» **Task description**
Change "promenade" to "boardwalk" in the lines between the one holding "Task: check that each instance of the road" and the one holding "[(77, 140)]", inclusive, leaving everything else as it is. Return only those lines.

» **Task material**
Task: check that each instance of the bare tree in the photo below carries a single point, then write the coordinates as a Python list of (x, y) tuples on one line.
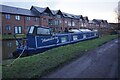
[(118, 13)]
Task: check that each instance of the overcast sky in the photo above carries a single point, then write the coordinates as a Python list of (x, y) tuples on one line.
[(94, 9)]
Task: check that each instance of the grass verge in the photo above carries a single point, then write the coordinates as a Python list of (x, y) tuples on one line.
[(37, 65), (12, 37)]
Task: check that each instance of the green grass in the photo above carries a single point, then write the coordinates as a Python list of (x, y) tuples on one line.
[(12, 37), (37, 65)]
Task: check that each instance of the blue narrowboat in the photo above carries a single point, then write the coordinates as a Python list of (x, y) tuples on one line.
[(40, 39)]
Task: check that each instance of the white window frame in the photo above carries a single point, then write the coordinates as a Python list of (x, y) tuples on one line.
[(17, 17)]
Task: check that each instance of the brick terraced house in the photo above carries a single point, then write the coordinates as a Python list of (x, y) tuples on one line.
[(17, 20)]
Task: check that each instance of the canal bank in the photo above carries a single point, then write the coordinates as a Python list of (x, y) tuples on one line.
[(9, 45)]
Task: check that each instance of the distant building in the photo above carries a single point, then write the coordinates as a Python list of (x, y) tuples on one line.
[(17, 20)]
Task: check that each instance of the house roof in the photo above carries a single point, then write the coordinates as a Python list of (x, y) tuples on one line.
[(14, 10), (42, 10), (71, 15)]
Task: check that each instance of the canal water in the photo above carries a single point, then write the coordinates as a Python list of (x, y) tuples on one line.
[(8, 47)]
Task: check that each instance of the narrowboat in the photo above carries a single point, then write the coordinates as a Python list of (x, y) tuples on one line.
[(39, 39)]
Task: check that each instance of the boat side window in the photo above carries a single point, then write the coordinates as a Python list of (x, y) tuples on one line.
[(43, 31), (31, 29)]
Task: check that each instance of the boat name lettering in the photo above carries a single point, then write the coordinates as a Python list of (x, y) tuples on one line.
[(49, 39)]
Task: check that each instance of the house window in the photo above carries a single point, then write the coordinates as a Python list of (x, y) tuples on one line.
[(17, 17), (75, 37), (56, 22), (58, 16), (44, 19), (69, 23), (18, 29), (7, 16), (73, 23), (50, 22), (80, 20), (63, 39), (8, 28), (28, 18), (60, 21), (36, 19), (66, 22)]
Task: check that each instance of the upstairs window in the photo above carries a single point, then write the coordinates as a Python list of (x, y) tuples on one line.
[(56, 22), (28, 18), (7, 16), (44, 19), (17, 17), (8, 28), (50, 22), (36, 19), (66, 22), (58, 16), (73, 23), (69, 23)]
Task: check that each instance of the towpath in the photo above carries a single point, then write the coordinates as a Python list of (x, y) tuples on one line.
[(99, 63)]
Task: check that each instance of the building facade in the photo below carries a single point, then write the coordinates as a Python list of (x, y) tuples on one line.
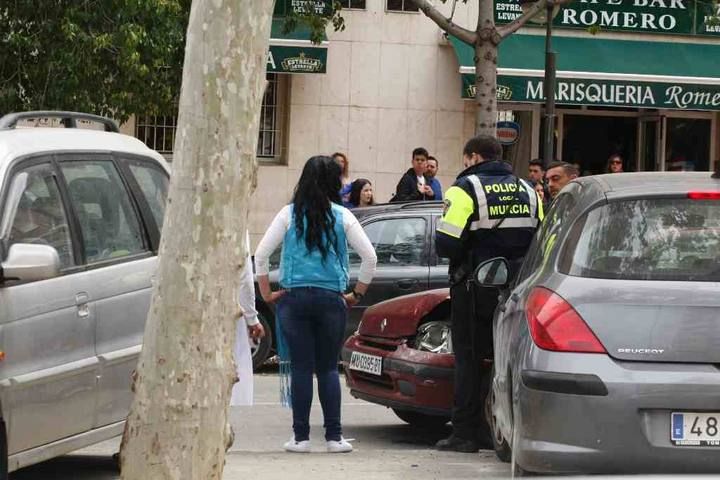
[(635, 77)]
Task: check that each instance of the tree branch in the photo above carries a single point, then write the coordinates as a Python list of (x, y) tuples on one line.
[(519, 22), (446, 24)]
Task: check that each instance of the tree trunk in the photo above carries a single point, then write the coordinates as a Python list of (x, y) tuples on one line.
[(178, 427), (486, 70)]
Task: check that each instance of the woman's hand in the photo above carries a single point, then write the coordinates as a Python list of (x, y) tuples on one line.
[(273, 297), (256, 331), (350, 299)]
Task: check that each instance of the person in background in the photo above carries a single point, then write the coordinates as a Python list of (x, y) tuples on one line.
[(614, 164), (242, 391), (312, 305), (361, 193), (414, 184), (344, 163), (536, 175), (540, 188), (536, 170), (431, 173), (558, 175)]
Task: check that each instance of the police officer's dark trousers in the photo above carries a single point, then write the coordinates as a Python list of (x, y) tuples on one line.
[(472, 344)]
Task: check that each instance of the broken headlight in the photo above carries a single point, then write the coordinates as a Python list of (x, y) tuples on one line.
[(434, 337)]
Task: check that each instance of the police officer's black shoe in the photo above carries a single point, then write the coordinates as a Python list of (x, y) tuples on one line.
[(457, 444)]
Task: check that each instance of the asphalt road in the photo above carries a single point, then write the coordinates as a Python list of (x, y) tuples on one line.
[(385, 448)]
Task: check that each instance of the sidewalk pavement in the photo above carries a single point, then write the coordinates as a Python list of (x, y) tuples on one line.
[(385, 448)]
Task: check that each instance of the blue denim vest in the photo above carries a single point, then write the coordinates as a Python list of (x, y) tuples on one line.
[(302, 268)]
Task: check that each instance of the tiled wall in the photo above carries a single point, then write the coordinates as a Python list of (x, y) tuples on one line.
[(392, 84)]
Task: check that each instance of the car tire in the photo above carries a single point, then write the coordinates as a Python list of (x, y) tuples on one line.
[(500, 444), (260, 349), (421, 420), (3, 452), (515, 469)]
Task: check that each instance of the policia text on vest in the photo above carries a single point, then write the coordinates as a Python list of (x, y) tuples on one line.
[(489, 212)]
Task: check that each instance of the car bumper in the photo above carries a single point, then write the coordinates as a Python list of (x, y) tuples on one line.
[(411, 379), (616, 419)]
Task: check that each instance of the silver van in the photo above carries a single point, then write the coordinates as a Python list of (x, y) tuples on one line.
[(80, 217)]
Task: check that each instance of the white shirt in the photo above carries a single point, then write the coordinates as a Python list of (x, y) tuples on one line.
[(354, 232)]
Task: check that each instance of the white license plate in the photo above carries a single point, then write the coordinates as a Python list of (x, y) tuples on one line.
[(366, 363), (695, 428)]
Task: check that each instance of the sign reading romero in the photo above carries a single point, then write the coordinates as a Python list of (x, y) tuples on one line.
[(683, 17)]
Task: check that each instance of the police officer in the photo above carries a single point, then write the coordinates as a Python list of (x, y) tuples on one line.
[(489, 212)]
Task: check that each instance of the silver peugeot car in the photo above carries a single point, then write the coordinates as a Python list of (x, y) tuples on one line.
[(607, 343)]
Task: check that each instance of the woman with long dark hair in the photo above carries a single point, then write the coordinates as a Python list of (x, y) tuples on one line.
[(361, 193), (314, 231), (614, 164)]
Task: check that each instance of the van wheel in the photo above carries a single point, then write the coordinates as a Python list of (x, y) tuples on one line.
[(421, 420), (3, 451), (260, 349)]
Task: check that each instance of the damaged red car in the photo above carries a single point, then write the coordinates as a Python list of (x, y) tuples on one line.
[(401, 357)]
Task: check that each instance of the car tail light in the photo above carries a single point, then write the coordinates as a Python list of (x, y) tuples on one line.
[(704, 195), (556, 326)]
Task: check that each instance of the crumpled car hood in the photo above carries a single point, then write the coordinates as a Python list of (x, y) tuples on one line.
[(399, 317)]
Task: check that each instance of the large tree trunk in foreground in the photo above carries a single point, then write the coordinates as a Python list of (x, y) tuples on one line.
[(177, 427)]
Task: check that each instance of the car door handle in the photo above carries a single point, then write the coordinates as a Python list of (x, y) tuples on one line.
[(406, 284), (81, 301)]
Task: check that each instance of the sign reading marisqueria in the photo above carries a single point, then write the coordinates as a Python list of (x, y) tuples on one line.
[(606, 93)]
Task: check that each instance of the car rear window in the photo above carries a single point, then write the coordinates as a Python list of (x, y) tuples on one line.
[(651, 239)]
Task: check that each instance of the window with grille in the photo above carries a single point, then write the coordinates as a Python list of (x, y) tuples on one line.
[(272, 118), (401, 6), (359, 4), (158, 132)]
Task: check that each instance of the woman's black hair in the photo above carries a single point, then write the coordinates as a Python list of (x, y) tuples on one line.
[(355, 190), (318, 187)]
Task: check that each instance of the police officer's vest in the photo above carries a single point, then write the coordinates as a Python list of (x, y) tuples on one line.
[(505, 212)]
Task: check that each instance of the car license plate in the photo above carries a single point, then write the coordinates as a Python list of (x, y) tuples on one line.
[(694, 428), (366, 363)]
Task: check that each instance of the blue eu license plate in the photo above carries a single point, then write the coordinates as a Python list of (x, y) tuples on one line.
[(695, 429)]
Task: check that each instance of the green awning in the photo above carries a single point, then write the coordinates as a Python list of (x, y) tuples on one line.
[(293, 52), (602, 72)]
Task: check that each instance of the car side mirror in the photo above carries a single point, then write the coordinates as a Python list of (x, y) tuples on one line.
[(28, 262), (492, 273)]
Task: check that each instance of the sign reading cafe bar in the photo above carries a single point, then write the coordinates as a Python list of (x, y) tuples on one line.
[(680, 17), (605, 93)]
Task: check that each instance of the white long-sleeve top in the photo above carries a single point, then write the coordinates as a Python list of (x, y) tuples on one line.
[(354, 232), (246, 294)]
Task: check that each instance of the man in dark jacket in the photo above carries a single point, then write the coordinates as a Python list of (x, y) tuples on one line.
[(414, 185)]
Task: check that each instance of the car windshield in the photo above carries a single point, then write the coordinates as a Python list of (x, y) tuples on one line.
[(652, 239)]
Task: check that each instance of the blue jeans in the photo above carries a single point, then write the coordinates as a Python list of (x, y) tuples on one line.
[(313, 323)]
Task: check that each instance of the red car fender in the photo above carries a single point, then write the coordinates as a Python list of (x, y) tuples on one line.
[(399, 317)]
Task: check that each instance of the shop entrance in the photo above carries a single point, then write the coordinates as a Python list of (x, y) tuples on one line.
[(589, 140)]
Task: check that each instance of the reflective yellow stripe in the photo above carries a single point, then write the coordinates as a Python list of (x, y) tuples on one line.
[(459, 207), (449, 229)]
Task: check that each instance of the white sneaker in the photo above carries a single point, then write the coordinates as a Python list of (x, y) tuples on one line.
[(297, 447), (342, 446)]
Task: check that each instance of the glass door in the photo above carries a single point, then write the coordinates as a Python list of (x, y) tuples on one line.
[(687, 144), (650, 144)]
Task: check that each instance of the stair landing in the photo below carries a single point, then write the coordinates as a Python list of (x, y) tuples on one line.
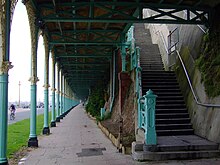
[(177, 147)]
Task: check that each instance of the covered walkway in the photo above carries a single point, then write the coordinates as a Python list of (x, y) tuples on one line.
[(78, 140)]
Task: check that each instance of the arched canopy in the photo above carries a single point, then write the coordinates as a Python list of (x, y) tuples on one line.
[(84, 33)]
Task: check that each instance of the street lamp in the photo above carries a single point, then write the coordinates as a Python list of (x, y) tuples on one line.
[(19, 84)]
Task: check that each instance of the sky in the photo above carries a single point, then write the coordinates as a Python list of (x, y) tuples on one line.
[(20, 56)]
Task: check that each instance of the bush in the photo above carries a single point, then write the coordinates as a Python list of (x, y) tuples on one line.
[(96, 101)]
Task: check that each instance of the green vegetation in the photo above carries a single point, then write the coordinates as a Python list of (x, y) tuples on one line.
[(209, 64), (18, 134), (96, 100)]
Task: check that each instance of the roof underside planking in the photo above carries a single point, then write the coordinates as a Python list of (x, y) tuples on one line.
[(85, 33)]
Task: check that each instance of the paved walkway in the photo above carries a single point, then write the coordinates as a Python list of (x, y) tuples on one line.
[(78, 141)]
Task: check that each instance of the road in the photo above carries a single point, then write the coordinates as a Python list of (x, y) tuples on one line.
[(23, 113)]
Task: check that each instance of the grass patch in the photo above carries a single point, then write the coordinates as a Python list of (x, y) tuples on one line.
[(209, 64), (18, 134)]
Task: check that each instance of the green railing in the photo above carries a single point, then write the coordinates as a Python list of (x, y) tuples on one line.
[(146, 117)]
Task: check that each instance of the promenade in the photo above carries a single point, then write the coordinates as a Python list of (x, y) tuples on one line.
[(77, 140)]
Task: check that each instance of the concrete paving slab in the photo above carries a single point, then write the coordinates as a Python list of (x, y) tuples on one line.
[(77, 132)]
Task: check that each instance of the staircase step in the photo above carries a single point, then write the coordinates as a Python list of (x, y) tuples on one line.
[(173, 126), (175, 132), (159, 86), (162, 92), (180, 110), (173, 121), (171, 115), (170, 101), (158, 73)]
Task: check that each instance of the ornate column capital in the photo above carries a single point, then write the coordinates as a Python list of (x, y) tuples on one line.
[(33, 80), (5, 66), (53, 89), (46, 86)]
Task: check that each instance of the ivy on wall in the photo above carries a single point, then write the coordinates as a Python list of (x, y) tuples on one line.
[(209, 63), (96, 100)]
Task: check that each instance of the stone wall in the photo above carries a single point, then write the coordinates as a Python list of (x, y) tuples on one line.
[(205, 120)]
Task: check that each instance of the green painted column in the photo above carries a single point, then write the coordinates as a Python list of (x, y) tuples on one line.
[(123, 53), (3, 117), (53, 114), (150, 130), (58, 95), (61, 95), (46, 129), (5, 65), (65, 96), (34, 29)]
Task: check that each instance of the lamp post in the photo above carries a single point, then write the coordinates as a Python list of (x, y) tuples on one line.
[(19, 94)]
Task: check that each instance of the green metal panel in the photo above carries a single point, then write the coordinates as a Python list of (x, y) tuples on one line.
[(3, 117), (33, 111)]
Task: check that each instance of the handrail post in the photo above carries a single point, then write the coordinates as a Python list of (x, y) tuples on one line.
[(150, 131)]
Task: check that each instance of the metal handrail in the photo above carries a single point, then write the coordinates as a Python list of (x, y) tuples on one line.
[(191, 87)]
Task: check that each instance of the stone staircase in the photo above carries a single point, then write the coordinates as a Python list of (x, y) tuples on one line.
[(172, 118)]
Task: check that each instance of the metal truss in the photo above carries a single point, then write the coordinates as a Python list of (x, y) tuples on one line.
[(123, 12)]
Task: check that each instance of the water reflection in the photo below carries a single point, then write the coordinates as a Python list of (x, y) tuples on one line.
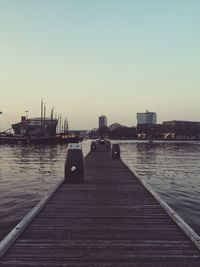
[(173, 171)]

» **Task output**
Task: check that each instance of the road in the photo above carries a single point, then write the coordinates as a Python list of (x, y) tuples on one line.
[(23, 113)]
Task: check that each instance of the grass patch in the photo above carries a single point, then write the coordinates as a Python list of (x, y) tuples on one line.
[(209, 64), (18, 134)]
Task: check that each instance of the green railing in the photo above carries a single point, then write the coordinates as a Python list of (x, y) tuples on one line.
[(146, 117)]
Task: check that each instance of the boardwalk in the photo above carries a single point, then write the coordinates as a Python list of (x, y) tuples on one line.
[(77, 140)]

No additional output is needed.